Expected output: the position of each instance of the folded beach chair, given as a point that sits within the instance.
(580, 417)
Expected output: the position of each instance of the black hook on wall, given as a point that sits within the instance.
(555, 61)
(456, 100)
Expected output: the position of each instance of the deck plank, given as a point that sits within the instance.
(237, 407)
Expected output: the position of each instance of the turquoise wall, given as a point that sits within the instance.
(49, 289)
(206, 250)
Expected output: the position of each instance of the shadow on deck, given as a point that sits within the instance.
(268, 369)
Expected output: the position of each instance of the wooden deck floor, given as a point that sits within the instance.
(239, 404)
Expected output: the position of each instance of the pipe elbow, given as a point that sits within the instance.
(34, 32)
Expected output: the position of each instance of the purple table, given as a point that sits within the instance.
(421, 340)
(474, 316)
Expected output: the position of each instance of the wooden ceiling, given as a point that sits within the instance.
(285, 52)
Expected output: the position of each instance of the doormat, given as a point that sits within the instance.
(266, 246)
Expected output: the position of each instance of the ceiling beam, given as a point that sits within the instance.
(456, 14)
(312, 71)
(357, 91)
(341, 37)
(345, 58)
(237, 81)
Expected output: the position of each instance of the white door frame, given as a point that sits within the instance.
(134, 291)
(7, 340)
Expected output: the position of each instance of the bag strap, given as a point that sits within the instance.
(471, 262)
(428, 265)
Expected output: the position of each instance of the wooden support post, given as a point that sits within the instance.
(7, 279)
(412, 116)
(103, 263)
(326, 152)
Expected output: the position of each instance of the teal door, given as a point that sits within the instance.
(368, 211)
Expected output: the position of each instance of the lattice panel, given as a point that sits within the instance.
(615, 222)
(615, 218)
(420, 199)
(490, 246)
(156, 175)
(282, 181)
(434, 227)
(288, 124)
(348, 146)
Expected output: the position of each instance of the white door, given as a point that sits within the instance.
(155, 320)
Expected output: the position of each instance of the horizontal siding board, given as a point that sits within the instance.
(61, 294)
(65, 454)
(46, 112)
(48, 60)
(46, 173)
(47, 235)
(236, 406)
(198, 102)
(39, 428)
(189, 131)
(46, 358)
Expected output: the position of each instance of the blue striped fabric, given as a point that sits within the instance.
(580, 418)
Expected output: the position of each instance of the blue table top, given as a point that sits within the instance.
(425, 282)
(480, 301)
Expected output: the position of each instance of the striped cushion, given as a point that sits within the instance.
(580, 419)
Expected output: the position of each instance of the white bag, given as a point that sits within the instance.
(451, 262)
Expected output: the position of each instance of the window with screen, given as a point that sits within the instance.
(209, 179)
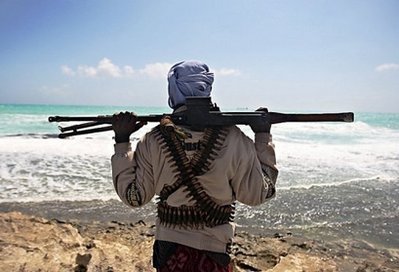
⁂
_Your task_
Only the text of the entries belongs in the answer, copied exactly; the pictures stay out.

_Reply to the exercise_
Expected output: the position of each instance of the folded beach chair, given as a point that sits within the instance.
(580, 417)
Expected output: the position of each instance of the black hook on wall, given as a point that sits within the instance.
(555, 61)
(456, 100)
Expected output: the position of each instance of the deck plank, given as a point that sits within the instance.
(237, 407)
Expected output: the position of each instance of the turquoise wall, given as a point that sits within the instance.
(49, 289)
(206, 250)
Expected output: the position of each instance of the shadow on deck, given as a point that sits within the instance.
(268, 369)
Expected output: the position of each instance of the wooden deck floor, given as a point that sits within the instance.
(239, 404)
Expected output: the position of each instance of the pipe elbow, given as a point that sits within the instance.
(34, 32)
Expected output: the position of each instance of the purple table, given as a point that sits within the instance.
(421, 340)
(474, 316)
Expected output: the position of each instance of the wooden ceiling, given as a point that sits within the instance.
(285, 52)
Expected output: the position of each instance of the doormat, given as a point that sits within the instance.
(266, 246)
Expected output: the position of each instance of the ceiling beam, given as a point that sits within the instance.
(456, 14)
(312, 71)
(357, 91)
(341, 37)
(345, 58)
(237, 81)
Expected output: the position of each instance of the white door frame, given as a point that sits within the instance.
(134, 291)
(7, 340)
Expected output: the position of each instance of the bag strap, given as a point that sits within the instance.
(471, 262)
(428, 265)
Expected output: the position of each instance of the wooden support post, given as a point that sits within the instance.
(7, 279)
(412, 116)
(103, 263)
(326, 152)
Expected output: the position of each instance of the teal door, given as a point that sits within the instance.
(368, 211)
Expected output: the position of each instance of the lattice panel, given as a point that sits within the instance.
(615, 222)
(615, 218)
(420, 199)
(490, 246)
(156, 175)
(282, 181)
(434, 227)
(288, 124)
(348, 146)
Expected output: the position of each instance of the white door, given as a point that sits within the instance.
(155, 320)
Expected output: the position of each instance of the horizontal siding board, given as a point that sits within the instance.
(61, 294)
(65, 454)
(46, 112)
(48, 60)
(46, 173)
(47, 235)
(236, 406)
(198, 102)
(39, 428)
(189, 131)
(46, 358)
Expected output: the position of each instance of the blue striped fabric, given as a point that sits within the instance.
(580, 418)
Expected output: the position of each instance of the blue table top, given as a point that sits within the instance.
(425, 282)
(480, 301)
Expected output: the position of each instance of the striped cushion, given as a point that sits within the instance.
(580, 419)
Expected output: the position of each instance of the white bag, given as a point that sits within the instance.
(451, 262)
Expected output: the position of each instance of the window with screen, given as a point that sits within the instance.
(209, 179)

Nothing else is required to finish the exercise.